[Source extract]:
___
4.2 Serial Communications Parameter
All AC Tech drives have a Serial Communications Parameter that governs the operation of the Serial Link.
On MCH drives this is #57 SERIAL LINK (register #108). Table 4 lists the selections for MCH Parameter 57,
SERIAL LINK.
Table 4: MCH Parameter 57 Selections
Setting Description Watchdog Timeout Period
00 DISABLE
01 WITH TIMER 10 sec
02 WITHOUT TIMER
Explanation of Terms:
• DISABLED serial link not operational (this is the drive's default setting)
• WITH TIMER serial link allows reading & writing of both control & programming parameters.
Watchdog timer is enabled (refer to section 4.6,
Watchdog Timer
).
• WITHOUT TIMER serial link allows reading & writing of both control & programming parameters.
Watchdog timer is disabled (refer to section 4.6,
Watchdog Timer
).
Prior to attempting to communicate with the drive, Serial Communications Parameter must be appropriately
programmed.
4.3 Control Parameter
The Control Parameter on MCH drives (Programming Parameter #30 / AC Tech Register #81) determines
how much control a user has over a drive via the serial link. The Control Parameter must be appropriately
programmed for a particular application. Refer to the MCH Series Installation and Operation Manual (MH01)
for a detailed explanation on programming the drive parameters.
Table 5: Control (Parameter 30)
Setting Description
00 NORMAL (default)
01 NORM NO HAND
02 SERIAL SPEED
03 S SPD / NO HAND
04 SERIAL AUTO
05 S AUTO / NO HAND
7 RG-MHMOD
Drive Setup & Operation
• Setting the control parameter to “NORMAL” or “NORM NO HAND” gives the user read/write access to
the Program Parameters but prevents them from writing to any of the control registers.
___
[Given exercise A]: Count how many lines of the rows contain the string "drawer", treating case as significant, and give only that number.
The manual excerpt and the rows are separate material with no connection to each other.
___
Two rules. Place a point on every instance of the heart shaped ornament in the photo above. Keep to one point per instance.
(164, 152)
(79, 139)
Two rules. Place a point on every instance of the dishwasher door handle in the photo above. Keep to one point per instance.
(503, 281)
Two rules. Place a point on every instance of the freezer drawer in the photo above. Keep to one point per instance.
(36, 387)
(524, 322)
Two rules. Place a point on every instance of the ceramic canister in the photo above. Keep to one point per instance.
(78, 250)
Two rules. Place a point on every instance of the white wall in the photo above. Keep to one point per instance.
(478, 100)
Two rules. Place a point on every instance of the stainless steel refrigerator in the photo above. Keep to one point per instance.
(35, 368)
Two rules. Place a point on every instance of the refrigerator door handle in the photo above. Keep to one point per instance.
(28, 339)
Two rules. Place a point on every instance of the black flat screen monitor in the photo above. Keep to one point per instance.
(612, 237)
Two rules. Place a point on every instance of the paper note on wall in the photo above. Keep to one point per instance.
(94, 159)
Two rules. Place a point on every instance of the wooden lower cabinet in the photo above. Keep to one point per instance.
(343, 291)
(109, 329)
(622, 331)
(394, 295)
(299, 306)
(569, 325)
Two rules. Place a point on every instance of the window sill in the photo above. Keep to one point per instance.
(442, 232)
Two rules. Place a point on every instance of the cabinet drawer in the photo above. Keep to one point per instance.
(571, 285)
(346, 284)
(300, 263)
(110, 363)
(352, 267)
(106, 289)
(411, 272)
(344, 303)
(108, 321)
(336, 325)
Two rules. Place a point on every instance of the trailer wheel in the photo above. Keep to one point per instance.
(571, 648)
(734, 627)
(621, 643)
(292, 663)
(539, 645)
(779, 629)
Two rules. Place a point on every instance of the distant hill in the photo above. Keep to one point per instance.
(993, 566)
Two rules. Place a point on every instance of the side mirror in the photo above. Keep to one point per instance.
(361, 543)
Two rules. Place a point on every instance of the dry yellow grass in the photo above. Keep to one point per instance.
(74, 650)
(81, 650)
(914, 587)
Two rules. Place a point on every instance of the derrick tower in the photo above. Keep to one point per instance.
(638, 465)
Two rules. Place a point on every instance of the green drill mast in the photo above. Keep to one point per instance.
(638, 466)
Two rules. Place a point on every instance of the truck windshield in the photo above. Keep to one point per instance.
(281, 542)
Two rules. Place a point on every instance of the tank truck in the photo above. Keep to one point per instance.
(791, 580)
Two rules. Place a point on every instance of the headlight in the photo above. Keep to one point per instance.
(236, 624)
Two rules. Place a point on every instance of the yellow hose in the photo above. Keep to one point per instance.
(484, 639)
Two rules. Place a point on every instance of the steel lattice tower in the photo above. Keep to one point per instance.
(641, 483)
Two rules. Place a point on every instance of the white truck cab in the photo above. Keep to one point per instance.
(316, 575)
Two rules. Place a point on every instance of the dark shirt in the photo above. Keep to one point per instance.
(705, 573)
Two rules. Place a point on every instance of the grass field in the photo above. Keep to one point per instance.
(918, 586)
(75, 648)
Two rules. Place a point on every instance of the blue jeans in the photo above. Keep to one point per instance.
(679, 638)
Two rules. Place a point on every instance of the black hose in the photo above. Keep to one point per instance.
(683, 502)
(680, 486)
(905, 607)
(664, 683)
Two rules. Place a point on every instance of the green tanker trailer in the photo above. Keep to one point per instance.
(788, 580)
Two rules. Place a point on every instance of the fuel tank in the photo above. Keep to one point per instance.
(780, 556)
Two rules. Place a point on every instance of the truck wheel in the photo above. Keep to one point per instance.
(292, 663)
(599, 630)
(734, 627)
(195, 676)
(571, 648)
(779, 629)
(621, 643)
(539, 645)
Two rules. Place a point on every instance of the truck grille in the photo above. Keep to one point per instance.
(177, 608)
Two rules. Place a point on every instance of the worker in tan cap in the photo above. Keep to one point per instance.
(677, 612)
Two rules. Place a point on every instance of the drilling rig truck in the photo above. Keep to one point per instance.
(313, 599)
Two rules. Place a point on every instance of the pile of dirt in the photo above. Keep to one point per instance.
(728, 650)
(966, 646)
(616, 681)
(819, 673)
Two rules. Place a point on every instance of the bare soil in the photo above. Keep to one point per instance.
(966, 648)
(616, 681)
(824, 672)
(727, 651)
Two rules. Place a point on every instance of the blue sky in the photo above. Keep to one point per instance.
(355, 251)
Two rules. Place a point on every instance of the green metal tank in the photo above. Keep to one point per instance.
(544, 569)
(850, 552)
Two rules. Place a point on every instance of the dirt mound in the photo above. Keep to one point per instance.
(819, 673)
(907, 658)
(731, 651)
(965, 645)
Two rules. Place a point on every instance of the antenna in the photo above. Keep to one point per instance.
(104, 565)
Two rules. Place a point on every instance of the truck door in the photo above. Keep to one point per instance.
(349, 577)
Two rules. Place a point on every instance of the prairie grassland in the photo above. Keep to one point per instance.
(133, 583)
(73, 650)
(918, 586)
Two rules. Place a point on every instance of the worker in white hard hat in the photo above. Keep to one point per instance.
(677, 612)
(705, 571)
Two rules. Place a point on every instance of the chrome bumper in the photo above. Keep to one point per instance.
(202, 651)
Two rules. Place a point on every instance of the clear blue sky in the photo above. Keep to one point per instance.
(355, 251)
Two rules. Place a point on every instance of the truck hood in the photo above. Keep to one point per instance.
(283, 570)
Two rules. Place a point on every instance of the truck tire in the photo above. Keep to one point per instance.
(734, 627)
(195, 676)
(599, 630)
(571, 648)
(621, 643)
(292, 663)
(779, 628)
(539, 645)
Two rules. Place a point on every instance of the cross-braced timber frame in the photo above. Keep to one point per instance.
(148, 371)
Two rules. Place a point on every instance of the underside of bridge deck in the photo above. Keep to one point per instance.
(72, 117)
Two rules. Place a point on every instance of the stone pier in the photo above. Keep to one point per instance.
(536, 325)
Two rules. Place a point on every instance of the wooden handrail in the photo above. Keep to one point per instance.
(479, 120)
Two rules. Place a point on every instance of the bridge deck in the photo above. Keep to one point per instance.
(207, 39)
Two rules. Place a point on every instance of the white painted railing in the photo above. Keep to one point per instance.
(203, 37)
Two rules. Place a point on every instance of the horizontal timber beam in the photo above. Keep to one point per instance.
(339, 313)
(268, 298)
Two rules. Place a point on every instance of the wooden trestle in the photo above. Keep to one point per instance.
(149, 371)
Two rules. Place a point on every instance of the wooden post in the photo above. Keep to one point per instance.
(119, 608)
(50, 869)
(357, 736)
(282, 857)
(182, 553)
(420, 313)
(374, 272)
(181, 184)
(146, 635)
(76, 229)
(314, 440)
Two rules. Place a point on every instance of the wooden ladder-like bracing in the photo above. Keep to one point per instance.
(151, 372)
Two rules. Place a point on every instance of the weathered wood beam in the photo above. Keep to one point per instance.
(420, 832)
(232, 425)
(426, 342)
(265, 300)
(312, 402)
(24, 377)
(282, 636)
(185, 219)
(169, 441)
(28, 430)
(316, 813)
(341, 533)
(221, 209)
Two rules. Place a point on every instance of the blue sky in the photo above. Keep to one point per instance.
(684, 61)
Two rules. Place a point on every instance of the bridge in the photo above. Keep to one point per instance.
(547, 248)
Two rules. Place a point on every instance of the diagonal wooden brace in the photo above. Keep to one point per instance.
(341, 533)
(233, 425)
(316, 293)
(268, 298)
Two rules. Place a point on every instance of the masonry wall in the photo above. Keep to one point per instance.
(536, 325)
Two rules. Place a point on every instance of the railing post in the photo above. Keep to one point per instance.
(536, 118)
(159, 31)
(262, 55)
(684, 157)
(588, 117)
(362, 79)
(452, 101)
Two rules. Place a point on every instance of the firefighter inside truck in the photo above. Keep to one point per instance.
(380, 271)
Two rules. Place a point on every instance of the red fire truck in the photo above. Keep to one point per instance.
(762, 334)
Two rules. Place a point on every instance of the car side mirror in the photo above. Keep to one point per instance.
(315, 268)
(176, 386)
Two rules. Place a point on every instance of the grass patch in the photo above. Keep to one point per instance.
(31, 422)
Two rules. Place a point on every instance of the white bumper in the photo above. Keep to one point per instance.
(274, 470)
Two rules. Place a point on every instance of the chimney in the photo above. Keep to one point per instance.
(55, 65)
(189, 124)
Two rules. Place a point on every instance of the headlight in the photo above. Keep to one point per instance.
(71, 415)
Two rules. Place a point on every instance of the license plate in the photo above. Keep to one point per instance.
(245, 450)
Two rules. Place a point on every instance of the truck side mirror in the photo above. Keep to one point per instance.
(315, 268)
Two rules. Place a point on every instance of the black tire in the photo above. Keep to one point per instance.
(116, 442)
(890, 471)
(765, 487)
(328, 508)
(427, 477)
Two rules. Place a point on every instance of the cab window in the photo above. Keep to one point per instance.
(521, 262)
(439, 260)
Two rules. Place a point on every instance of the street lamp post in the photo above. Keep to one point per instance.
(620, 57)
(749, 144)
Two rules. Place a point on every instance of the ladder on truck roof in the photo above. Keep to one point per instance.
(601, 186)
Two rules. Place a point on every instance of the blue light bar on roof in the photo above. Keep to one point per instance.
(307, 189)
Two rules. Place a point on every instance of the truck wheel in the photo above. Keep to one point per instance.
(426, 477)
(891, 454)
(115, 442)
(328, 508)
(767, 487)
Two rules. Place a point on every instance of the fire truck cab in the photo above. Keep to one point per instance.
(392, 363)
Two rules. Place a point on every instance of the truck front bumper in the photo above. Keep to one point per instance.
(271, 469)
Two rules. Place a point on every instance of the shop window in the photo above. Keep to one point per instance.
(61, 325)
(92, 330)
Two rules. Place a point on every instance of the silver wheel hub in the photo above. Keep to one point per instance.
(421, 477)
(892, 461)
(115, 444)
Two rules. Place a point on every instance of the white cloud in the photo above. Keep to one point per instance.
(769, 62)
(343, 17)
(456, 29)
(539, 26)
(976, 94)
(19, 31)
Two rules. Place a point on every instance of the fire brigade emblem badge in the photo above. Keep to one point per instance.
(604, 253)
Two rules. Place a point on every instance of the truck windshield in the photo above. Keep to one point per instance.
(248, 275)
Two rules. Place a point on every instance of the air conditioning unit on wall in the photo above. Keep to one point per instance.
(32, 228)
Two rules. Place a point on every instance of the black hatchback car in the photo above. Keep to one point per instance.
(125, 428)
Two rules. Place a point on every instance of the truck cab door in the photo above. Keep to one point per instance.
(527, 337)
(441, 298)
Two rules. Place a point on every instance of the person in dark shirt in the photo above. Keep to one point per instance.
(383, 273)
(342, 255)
___
[Given exercise B]: In the manual excerpt, begin at the words "Table 5: Control" and stop after "the control registers.". Reproduce that passage with "NORMAL" switched to "STANDARD".

[Written answer A]: 2

[Written answer B]:
Table 5: Control (Parameter 30)
Setting Description
00 STANDARD (default)
01 NORM NO HAND
02 SERIAL SPEED
03 S SPD / NO HAND
04 SERIAL AUTO
05 S AUTO / NO HAND
7 RG-MHMOD
Drive Setup & Operation
• Setting the control parameter to “STANDARD” or “NORM NO HAND” gives the user read/write access to
the Program Parameters but prevents them from writing to any of the control registers.